Black Wings Has My Angel is a noir crime novel by American novelist Elliott Chaze, published by Gold Medal Books in 1953. It centers on an escaped convict, Tim Sunblade, and his plot to rob an armored truck in Denver. At the same time, he is wrapped up in a love/hate relationship with Virginia, a call girl he met in Louisiana.

New editions were published as One for My Money (1962), by Berkley, and as One for the Money (1985), by Robert Hale. In January 2016, the novel was reprinted under its original title by New York Review Classics. It has been described as "a flawless heist novel". A French film adaptation was made in 1990. Work on another, American film began in 2005, but has come to no fruition.

Plot
It is narrated in the first person by escaped convict "Tim Sunblade", who had been convicted of car theft. He is staying at a backwoods Louisiana motel after finishing up a four month stint working on a drilling rig on the Atchafalaya River, when he meets "Virginia", a call girl whom he hires for a night. After spending several days in the motel together, they head out West, with Tim thinking of when and how he is going to ditch her. Circumstances lead the couple, after trying to get away from each other, back together. The two duke it out to get Tim's money, which they have sewn into the panels of a pink girdle.

They settle into a love/hate relationship when Tim realizes that she might be the perfect person to help him pull off a heist. "The novel unfolds from here as the sort of love story in which either lover might turn in or murder the other at any moment until its last desperate pages." The two wind up in Colorado, where Tim discovers a part of Virginia's past and what she is running from in fleeing New York. He lets her in on his plans and they plot to rob an armored truck.

They pretend to be a married couple and buy a house in a suburban part of Denver. Tim gets a job at a factory as a steel cutter. He does his homework on his off time, at a bank, watching the armored truck that rolls in and out of there. One night Tim and Virginia go to a massage parlor, where an old friend Mamie, calls her "Jennie" and talks about how she was a debutante and came from a good family.

After spending weeks waiting for the right opportunity, the couple practice the heist. Tim has studied the armored truck and knows its schedule: the stops it makes, how long the driver and "custodian" (the inside guard) take at each location, and when the truck is most vulnerable to robbery. He eventually steals the truck, killing the custodian, who had sat in back with the money. He takes off while the driver is inside the building and finds Virginia. He drives the truck inside a large trailer they have custom built for the job, using steel from his job. While she drives, towing the trailer, he counts the haul, $89,000. They reach Cripple Creek, a secluded place in the woods where they had previously stayed. They push the armored truck—with the custodian's body still inside—and its trailer into a nearly bottomless mineshaft to hide them. Tim reveals that his account is his confession, as he's writing it in his prison cell.

# Raw data:
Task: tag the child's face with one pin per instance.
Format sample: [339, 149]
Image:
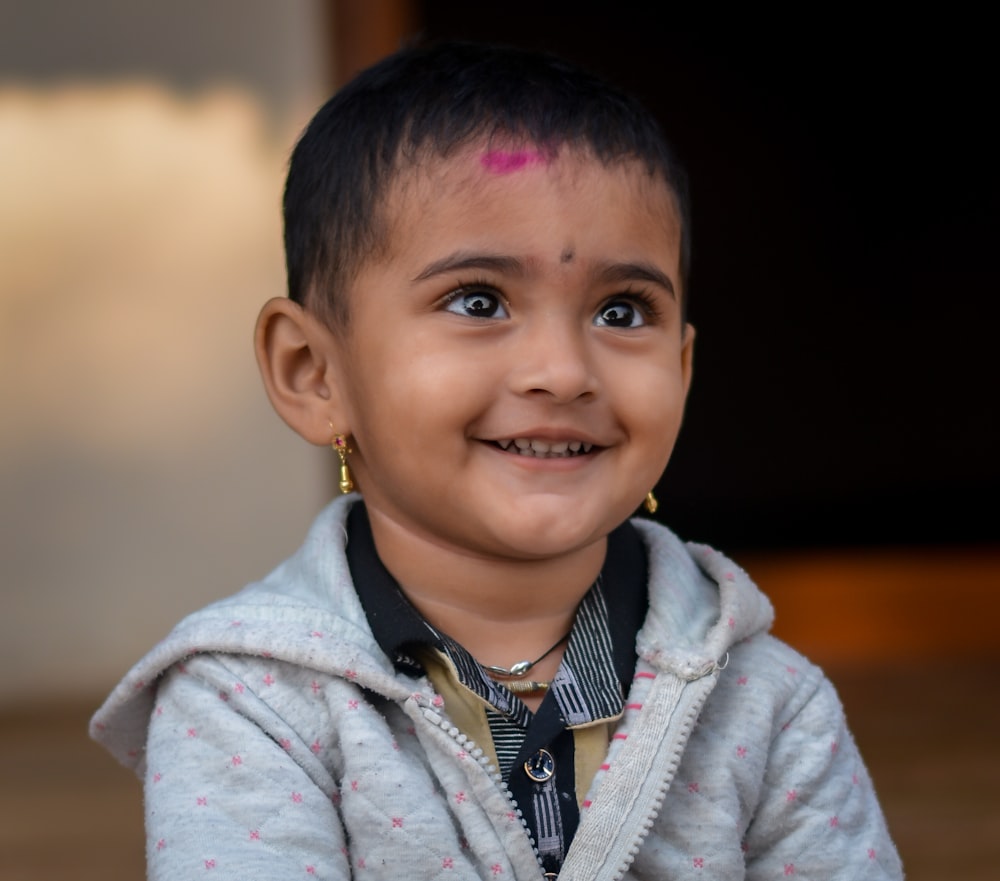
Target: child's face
[524, 301]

# Written problem 1:
Do the statements below agree with the article on Black Wings Has My Angel? For each, answer yes or no and quote the words of the article that decide it.
(a) The novel was first published by Berkley in 1953.
(b) Tim Sunblade had been convicted of car theft.
(c) The haul from the armored truck came to $89,000.
# Written problem 2:
Can you rewrite the entries under Block 1, swapping "child's face" for "toddler's face" and changing nothing else? Leave the pictures out of your answer.

# Solution 1:
(a) No: "published by Gold Medal Books in 1953."
(b) Yes: "who had been convicted of car theft."
(c) Yes: "he counts the haul, $89,000."

# Solution 2:
Task: tag the toddler's face with one pin per instance.
Format sample: [339, 149]
Image:
Target: toddler's face
[524, 301]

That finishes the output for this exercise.